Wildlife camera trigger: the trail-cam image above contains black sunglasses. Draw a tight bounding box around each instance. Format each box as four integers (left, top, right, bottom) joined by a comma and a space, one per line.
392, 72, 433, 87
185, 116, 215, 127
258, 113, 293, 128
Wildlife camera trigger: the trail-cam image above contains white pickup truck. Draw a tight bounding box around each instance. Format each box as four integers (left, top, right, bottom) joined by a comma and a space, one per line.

--

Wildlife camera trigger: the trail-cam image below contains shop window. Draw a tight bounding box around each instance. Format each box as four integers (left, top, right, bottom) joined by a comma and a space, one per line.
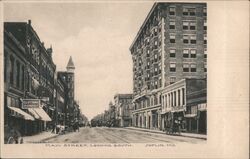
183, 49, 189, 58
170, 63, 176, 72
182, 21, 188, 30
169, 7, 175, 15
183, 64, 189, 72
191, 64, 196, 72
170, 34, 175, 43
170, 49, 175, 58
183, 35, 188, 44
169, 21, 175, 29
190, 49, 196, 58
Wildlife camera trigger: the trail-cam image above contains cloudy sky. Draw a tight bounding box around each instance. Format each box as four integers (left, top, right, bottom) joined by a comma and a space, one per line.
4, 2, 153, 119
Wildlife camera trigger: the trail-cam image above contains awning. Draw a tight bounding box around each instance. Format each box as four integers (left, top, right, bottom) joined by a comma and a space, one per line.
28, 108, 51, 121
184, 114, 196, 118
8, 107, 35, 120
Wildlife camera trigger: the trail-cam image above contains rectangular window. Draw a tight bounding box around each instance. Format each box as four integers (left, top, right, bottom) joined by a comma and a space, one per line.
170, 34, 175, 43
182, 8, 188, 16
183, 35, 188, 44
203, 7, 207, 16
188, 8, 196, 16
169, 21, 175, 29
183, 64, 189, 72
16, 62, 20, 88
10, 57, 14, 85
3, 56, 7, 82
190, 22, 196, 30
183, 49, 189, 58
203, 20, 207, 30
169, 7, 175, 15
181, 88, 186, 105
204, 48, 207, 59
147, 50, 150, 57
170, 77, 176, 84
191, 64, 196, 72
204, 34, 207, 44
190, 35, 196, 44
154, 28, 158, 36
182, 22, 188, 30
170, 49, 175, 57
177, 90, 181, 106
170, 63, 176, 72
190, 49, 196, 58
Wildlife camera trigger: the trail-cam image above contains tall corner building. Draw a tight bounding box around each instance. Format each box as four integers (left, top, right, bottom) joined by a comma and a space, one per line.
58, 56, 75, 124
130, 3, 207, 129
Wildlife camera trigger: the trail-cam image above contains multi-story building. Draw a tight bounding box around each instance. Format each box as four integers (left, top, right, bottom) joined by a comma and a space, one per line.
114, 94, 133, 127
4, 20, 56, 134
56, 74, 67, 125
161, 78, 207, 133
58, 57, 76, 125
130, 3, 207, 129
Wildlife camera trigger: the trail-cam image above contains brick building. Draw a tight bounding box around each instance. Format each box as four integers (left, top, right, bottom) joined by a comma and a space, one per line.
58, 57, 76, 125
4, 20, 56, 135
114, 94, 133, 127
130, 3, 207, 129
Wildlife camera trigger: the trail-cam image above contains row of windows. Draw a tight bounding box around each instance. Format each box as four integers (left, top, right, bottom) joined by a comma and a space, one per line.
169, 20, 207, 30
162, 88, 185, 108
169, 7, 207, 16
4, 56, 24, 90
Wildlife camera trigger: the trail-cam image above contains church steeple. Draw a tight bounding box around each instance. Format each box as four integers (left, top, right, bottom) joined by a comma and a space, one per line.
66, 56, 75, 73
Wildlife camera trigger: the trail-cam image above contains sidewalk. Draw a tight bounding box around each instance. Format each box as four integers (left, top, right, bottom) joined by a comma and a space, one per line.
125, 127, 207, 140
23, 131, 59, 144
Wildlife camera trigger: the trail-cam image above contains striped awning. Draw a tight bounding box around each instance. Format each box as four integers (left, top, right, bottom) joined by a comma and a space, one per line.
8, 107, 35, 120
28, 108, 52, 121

--

Lay out the data from the line containing "above contains church" up to and including the line containing "28, 108, 52, 121" as a numbered list, leaving out blank lines.

Task solution:
1. Wildlife camera trigger: the trail-cam image above contains church steeple. Draw a tight bounding box around each instance. Format each box as four integers (left, top, right, bottom) joined by a comma and a space, one per line.
2. 66, 56, 75, 73
3. Wildlife camera trigger: the trail-cam image above contains sidewalk. Draw a tight bounding box around each instance. Format each box as four integers (left, top, right, bottom) joined by a comma and a space, one per line.
4. 125, 127, 207, 140
5. 23, 131, 59, 144
6. Wildlife camera trigger: the trail-cam image above contains striped awning. Draw a tight bounding box around each instance. Format each box as four integers (left, top, right, bottom) joined by a comma and a space, one per line.
7. 8, 107, 35, 120
8. 28, 108, 52, 121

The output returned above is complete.